* [Set tasks]:
a. Could you write out the stretch of the political economy text from "This scope should" through "governments, and so on.", switching "political realm" to "public sphere"?
b. How many lines of the records contain the string "target"? Reply with the number alone.

* [Text to read]:
[start]
A five-minute political economy
In which we map shared beliefs from the unsurveyable issue space into the one-plus-dimensional policy space.
A recurring theme in the newsletters so far was that most of the observations I wrote about were not restricted to what we might call “economics proper”.
Social organization follows a few universal patterns, no matter which level or purpose. Profit-seeking companies, political parties, educational institutes, sports clubs, religious congregations, even rock bands share a bunch of commonalities when it comes to bundling forces to pursue their goals, which is why it makes sense to work out universal patterns first and restrict ourselves to “economics proper” afterwards.
But there are also some fundamental differences, which is why we see different aims and resolution mechanisms between these types of organizations.
The “textbook” way in economics is to establish foundational rules about exchange between economic organizations: markets, firms, households, the economic branch of government, and then to impose these rules to realms outside the purview of economics proper, giving rise to the popular accusation of “economic imperialism”.
One of the fundamental things about patterns I like to stress is that they all have a scope: a realm where they quickly and intuitively apply, surrounded by a grey area where the fit becomes uncomfortable, and finally the hinterland where they obviously don't help us at all.
This scope should always be front and center in any discussion about a pattern, and a key ordering principle I'm trying to pursue is that I go from universal patterns to domain specific patterns.
In this newsletter I will hop into one of those domains: the political realm, or even more specifically the political realm of modern nation states where collective decisions come about as the outcome of a “political” deliberation process: the fine balance between top-down and bottom-up that involves elections, voters, parliaments, governments, and so on.
For now this is all we need to hold fixed, because as it turns out, few things I discuss will be restricted to that realm. The fundamental question is still how we take the preferences, beliefs, dispositions, moral frameworks of a diverse group of people and aggregate them in a way that we achieve something we can fuzzily enough describe as “common progress”.
Or, as I described it in the newsletter on organization: how do we resolve the conflict between moving forward and staying together if everyone has a different idea what “forward” is.
[end]
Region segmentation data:
[start]
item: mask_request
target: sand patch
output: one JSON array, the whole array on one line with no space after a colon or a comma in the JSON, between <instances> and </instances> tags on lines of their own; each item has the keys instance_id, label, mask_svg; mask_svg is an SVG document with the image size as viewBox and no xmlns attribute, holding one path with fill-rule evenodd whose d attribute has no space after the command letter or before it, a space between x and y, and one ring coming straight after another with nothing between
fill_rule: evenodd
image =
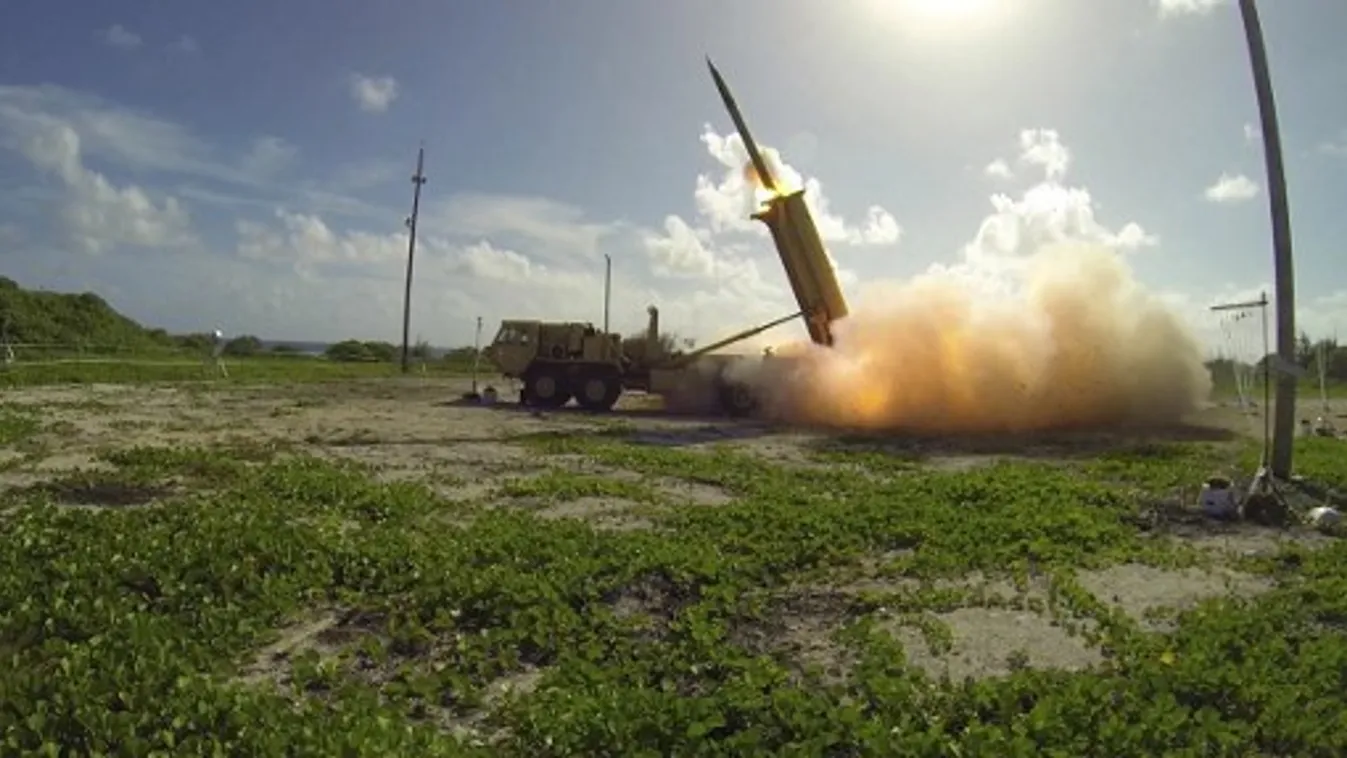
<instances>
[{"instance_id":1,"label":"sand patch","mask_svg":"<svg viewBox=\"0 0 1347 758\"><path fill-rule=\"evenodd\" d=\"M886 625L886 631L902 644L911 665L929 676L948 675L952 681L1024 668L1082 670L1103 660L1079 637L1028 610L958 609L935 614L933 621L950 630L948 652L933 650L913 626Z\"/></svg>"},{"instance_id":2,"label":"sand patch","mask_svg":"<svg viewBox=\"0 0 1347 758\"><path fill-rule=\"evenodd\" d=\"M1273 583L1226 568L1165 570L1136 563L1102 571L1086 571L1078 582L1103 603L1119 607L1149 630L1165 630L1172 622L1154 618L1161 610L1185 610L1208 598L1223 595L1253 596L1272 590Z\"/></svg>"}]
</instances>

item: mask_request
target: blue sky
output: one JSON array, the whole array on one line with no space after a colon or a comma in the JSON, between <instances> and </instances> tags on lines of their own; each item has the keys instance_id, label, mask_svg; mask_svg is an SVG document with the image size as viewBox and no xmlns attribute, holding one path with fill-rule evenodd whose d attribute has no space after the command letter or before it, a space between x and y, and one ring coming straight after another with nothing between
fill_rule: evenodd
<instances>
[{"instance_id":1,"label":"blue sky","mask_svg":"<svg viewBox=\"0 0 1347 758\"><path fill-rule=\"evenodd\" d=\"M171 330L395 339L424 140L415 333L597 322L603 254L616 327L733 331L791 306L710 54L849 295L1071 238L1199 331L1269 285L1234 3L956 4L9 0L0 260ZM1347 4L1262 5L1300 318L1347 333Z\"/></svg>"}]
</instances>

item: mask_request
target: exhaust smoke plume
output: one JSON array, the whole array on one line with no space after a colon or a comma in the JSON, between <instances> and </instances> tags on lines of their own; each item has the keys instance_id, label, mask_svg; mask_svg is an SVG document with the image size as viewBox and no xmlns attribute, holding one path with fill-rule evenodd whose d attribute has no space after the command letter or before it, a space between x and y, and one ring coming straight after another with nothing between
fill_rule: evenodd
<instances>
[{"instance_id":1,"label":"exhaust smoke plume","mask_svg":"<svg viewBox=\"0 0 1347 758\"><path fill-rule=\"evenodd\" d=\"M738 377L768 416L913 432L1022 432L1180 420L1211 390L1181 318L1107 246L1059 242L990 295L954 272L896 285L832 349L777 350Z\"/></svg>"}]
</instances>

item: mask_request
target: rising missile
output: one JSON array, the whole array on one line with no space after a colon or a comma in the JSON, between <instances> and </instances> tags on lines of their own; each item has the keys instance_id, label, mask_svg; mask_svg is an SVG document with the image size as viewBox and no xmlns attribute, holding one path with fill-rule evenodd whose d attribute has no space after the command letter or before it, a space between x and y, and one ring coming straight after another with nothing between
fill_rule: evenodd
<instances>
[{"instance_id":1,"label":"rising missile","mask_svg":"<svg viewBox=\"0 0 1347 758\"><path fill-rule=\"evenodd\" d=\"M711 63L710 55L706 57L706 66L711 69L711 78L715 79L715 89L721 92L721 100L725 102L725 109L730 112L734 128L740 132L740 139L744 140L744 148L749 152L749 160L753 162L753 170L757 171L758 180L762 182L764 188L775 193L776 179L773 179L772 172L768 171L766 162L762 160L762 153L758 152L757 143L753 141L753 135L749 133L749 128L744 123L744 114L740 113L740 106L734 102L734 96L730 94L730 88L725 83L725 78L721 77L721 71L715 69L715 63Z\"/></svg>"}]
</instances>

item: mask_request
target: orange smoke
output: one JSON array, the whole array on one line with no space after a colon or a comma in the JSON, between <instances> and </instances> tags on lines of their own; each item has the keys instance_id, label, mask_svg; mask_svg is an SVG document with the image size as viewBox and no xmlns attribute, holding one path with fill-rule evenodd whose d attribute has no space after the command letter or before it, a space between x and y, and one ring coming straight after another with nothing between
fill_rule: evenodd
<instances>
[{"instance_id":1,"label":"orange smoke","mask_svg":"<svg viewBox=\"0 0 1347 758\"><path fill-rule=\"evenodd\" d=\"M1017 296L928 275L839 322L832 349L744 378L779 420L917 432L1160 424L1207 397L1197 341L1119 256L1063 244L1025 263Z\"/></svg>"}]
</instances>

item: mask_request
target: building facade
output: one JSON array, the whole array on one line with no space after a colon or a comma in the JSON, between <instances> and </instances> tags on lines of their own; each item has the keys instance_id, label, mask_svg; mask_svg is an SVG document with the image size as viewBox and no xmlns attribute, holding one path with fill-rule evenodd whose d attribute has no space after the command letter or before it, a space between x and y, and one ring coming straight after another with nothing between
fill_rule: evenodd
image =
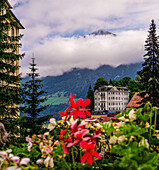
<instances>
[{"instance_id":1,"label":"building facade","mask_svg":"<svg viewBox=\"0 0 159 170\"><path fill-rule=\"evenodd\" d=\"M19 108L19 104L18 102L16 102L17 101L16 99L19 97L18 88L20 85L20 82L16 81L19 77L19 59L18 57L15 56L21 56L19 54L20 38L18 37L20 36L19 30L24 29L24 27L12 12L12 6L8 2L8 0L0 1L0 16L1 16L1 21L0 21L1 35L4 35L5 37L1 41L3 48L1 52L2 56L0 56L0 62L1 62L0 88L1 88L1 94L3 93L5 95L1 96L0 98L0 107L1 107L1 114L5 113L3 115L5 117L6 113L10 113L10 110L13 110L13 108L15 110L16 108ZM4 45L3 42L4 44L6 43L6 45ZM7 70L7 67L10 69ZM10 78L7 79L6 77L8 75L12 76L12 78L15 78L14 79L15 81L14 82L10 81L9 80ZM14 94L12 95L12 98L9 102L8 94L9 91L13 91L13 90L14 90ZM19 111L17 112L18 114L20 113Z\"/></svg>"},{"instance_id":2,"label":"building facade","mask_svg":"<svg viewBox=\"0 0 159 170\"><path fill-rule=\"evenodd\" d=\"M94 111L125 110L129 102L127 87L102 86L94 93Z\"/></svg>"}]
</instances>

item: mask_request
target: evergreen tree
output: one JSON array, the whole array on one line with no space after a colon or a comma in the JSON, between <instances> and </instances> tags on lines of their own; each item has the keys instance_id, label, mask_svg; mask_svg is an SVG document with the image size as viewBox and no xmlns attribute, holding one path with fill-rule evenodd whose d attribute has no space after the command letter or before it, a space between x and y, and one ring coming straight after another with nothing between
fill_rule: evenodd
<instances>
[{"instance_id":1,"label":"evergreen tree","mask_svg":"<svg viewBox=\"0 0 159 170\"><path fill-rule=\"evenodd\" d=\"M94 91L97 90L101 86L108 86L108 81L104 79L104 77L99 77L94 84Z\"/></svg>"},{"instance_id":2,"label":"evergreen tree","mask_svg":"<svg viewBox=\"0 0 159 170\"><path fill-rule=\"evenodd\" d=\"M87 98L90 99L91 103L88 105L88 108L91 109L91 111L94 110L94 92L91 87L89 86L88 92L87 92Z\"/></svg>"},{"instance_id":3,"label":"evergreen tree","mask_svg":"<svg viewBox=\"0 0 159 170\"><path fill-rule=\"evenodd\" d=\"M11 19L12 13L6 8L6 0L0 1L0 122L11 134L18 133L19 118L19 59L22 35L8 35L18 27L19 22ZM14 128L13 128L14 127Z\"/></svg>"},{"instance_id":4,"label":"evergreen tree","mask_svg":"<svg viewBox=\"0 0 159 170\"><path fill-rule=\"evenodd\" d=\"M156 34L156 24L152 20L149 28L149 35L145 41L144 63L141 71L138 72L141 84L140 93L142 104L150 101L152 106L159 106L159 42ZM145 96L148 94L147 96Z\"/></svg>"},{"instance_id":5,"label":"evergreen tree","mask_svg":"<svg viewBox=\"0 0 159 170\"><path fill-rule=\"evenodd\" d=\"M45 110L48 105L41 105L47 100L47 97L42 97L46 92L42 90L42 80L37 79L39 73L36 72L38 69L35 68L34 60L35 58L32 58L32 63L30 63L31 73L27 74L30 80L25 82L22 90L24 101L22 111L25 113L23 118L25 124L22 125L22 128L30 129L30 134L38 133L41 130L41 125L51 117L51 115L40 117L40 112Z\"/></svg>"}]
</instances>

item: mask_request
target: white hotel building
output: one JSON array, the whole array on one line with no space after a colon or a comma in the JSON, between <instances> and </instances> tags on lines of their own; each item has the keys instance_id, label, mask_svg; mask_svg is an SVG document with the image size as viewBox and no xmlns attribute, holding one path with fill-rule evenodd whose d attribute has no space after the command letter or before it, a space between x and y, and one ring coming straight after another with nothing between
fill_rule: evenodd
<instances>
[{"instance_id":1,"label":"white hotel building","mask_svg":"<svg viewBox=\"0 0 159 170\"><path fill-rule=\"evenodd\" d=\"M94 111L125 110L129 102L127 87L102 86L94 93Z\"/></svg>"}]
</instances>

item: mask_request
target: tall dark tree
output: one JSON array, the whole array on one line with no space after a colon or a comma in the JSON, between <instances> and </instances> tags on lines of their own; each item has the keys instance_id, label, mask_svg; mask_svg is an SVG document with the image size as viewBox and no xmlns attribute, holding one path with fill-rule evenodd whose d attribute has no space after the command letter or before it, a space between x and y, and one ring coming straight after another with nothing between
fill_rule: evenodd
[end]
* [Answers to the tasks]:
a.
This scope should always be front and center in any discussion about a pattern, and a key ordering principle I'm trying to pursue is that I go from universal patterns to domain specific patterns.
In this newsletter I will hop into one of those domains: the public sphere, or even more specifically the public sphere of modern nation states where collective decisions come about as the outcome of a “political” deliberation process: the fine balance between top-down and bottom-up that involves elections, voters, parliaments, governments, and so on.

b. 9